Stated exercise :: Please rewrite every one of the rows below, replacing "innermost point" with "central point" and leaving all else unchanged.

Supplied records ::

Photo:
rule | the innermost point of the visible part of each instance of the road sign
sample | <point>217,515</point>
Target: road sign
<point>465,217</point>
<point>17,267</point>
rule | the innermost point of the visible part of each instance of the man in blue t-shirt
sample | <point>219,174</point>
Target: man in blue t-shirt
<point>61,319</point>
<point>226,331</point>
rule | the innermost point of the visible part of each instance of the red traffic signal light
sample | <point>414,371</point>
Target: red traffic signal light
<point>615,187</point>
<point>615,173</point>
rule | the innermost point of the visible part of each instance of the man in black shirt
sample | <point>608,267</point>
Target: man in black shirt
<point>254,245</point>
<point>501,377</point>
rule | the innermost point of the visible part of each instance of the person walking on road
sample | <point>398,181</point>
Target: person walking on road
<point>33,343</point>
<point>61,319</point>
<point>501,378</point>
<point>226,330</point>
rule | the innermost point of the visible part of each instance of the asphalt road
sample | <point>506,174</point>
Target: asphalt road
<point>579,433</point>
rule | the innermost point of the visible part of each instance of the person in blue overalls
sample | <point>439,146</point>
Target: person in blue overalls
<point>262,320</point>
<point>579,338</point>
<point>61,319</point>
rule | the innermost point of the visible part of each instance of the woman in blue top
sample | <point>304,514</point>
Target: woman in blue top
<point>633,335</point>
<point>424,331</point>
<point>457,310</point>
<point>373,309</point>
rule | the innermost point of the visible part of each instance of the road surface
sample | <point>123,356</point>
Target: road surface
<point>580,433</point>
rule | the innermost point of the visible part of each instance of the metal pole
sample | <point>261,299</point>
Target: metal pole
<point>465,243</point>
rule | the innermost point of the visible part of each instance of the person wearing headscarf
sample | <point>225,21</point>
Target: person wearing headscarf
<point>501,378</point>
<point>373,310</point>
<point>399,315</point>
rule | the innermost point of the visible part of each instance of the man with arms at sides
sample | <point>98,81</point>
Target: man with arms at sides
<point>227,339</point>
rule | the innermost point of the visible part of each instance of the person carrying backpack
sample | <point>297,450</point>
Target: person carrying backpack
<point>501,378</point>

Solution below ::
Photo:
rule | the central point of the visible part of each instance of the road sign
sample | <point>217,515</point>
Target: road sign
<point>465,217</point>
<point>17,267</point>
rule | the central point of the visible part of each instance of the man in blue t-shirt
sample | <point>219,174</point>
Target: man in blue t-shirt
<point>61,319</point>
<point>226,331</point>
rule | the central point of the visible part of each instance of the red traffic signal light
sample | <point>414,371</point>
Target: red traffic signal light
<point>615,187</point>
<point>615,173</point>
rule | the central point of the visible part of each instance of the man in black shirt
sample | <point>608,267</point>
Target: man in black shirt
<point>254,245</point>
<point>501,377</point>
rule | the central point of the visible part of each instance of the person walking on road
sample | <point>398,181</point>
Target: person walking on road
<point>33,343</point>
<point>61,319</point>
<point>501,378</point>
<point>226,330</point>
rule | the central point of the visible part of each instance of the asphalt road
sample | <point>506,174</point>
Target: asphalt road
<point>579,433</point>
rule | the central point of the visible part of each instance of the person in blue overalls
sample | <point>439,146</point>
Target: person in blue overalls
<point>262,320</point>
<point>579,338</point>
<point>61,319</point>
rule | the central point of the visible part of each instance of the woman in blue top
sample | <point>304,514</point>
Target: woman in blue top
<point>633,335</point>
<point>424,331</point>
<point>457,310</point>
<point>373,309</point>
rule | the central point of the visible part of each instance of the road surface
sample | <point>123,356</point>
Target: road surface
<point>580,433</point>
rule | the central point of the visible part of each instance of the metal pole
sample | <point>261,299</point>
Target: metal pole
<point>465,243</point>
rule | the central point of the visible part of each instance of the person wearing headscarf
sample | <point>225,21</point>
Target: person wearing headscarf
<point>501,378</point>
<point>373,310</point>
<point>399,315</point>
rule | the central point of the visible part of each instance of the man with arms at sides
sample | <point>98,81</point>
Target: man with arms at sides
<point>227,339</point>
rule | the central point of the visible part of each instance of the person carrying backpack
sample | <point>297,450</point>
Target: person carrying backpack
<point>501,378</point>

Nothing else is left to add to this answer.